BEGIN Material provided
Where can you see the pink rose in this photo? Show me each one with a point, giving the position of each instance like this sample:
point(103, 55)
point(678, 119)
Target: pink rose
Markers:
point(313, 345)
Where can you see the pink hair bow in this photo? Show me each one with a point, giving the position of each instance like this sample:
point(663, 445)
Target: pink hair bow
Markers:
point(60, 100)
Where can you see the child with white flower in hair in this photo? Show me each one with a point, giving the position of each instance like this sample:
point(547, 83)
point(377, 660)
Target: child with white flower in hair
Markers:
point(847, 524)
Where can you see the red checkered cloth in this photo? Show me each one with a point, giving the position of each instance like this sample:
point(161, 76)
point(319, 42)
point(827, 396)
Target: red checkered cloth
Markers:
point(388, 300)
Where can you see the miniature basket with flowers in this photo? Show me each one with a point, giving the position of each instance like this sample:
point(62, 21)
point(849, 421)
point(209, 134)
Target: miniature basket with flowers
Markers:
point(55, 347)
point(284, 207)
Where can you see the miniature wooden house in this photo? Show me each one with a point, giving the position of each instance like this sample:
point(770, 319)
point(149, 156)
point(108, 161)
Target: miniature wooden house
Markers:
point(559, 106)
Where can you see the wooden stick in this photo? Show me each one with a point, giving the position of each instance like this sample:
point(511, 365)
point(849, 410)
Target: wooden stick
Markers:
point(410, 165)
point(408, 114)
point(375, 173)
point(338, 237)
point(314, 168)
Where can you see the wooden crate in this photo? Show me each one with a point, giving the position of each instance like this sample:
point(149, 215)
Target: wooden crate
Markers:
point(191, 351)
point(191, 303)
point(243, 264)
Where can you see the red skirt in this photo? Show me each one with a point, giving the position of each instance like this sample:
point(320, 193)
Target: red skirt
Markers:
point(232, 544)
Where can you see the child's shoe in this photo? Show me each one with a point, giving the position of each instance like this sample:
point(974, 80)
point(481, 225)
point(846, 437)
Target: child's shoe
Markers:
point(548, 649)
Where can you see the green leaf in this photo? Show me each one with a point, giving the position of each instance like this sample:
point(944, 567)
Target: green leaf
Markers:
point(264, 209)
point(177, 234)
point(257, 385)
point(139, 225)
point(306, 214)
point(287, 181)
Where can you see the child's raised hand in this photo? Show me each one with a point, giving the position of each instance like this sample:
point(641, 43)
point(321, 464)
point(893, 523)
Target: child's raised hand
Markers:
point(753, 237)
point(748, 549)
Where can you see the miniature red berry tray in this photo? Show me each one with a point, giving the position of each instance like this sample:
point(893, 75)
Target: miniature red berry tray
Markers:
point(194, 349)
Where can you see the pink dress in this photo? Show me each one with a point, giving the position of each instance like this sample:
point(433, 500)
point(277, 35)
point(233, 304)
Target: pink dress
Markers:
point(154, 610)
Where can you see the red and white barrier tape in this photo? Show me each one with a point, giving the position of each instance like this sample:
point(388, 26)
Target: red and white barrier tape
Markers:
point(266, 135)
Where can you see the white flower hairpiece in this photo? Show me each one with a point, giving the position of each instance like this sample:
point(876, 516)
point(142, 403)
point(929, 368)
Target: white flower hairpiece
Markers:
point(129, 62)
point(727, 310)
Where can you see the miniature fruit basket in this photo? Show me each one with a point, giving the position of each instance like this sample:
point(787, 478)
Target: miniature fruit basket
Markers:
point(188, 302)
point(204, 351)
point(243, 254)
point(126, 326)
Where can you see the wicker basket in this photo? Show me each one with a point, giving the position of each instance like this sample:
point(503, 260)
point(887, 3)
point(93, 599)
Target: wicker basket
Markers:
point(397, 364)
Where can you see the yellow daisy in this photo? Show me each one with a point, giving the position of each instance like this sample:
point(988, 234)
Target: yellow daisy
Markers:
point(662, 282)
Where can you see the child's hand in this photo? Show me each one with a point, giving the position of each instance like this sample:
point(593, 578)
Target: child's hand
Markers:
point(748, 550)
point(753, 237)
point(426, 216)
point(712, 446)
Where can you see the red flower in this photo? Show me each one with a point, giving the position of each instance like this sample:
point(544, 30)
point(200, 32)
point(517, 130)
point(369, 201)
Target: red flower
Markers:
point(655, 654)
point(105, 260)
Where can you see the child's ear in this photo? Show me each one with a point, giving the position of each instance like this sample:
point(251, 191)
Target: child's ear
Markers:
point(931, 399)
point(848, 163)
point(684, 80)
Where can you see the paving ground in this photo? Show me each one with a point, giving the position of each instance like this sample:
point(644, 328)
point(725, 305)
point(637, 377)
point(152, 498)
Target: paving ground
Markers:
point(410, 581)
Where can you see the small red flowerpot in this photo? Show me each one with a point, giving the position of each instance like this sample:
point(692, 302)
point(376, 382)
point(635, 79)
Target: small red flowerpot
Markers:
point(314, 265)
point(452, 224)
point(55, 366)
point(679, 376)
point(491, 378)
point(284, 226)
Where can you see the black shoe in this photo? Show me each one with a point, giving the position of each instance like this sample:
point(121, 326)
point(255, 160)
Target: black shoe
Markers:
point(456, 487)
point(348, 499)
END Material provided
▶ The problem: Your answer must be one number: the count of lines in the entries that contain the string "wicker".

▶ Exercise output: 2